◆ Challenge ◆
How many lines in the data below contain "hoodie", with case counting? Tally them and reply with the number only.

◆ Dataset records ◆

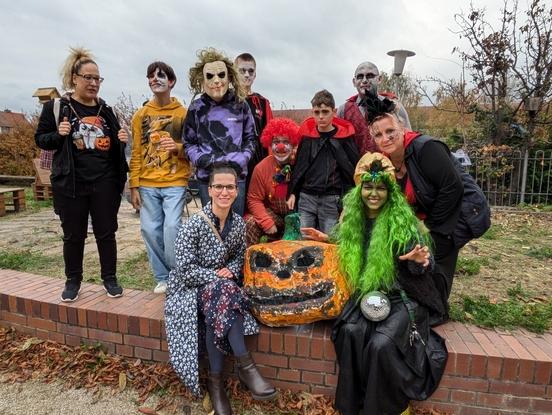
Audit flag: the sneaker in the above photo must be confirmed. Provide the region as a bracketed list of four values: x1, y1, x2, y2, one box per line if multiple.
[104, 278, 123, 298]
[153, 281, 167, 294]
[61, 281, 80, 303]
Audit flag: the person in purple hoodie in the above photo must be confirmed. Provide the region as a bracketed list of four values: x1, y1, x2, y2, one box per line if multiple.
[182, 48, 256, 216]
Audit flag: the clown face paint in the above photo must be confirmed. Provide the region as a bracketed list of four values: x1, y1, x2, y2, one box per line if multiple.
[203, 61, 228, 102]
[237, 59, 257, 92]
[353, 62, 380, 95]
[361, 182, 387, 218]
[148, 68, 172, 94]
[271, 136, 293, 164]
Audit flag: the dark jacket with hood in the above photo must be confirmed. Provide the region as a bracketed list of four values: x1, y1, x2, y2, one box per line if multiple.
[398, 131, 464, 235]
[288, 117, 360, 197]
[35, 94, 128, 197]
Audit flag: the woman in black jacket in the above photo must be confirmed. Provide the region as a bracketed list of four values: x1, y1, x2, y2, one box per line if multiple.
[35, 48, 128, 302]
[368, 100, 464, 314]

◆ Final result ◆
1